> **TASK MATERIAL**:
⟨

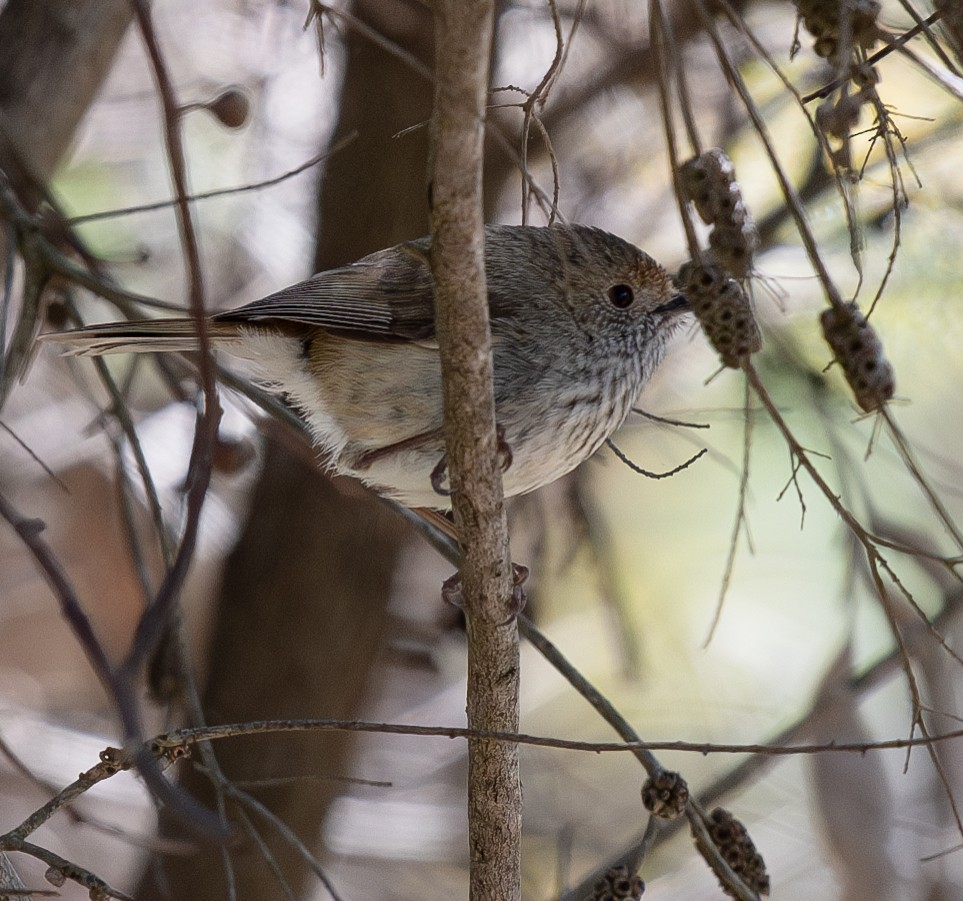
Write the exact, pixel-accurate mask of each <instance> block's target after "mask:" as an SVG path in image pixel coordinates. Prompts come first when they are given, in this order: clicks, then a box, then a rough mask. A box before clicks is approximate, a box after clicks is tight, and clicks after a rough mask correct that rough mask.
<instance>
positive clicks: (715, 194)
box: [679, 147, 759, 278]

⟩
⟨

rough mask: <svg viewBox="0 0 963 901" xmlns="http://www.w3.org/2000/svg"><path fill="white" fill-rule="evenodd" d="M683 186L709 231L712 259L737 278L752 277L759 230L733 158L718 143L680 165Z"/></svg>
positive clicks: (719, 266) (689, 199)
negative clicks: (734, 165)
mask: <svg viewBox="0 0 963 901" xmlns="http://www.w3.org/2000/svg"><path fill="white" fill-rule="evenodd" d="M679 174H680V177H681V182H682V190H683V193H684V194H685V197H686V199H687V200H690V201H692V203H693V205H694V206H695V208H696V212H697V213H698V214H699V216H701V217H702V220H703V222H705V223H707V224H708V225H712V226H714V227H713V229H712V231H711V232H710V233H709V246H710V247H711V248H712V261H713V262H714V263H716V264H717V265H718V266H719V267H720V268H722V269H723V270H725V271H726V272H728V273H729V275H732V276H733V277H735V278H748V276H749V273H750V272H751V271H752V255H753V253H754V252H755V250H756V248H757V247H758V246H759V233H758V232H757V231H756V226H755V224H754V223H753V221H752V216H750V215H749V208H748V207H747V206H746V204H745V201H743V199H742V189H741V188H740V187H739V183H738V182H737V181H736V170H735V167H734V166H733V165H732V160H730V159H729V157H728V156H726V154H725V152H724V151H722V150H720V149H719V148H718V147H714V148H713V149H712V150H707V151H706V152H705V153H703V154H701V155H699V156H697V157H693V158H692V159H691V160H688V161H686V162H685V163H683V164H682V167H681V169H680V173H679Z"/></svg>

⟩
⟨

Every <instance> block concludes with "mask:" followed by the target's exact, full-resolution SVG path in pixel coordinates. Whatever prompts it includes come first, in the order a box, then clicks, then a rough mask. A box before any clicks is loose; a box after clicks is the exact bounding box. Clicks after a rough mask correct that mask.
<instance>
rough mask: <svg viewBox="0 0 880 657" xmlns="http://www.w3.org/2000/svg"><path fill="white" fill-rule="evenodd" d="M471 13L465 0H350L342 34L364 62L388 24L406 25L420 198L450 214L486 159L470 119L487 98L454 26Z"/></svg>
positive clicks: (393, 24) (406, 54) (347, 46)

⟩

> **REQUIRED WORK**: Can you output the lines from the one containing "Every <instance> block" up to and including the one containing "positive clicks: (393, 24)" as a JSON list of strings, one string per line, with blank lines omitted?

> **SOLUTION FOR THIS EXERCISE**:
[
  "Every <instance> block concludes with \"mask:\" followed by the target's exact, full-resolution SVG path in pixel coordinates. Whatever prompts it includes come first, in the order a box, then clicks, then a rough mask. A box before any clicks is loose; a box after clicks is the exact bounding box. Clicks after a rough mask correct that mask.",
  "<instance>",
  "rough mask: <svg viewBox=\"0 0 880 657\" xmlns=\"http://www.w3.org/2000/svg\"><path fill=\"white\" fill-rule=\"evenodd\" d=\"M471 13L465 0H350L342 34L364 62L388 24L406 25L420 198L450 214L486 159L470 119L487 98L454 26Z\"/></svg>",
  "positive clicks: (393, 24) (406, 54) (347, 46)"
]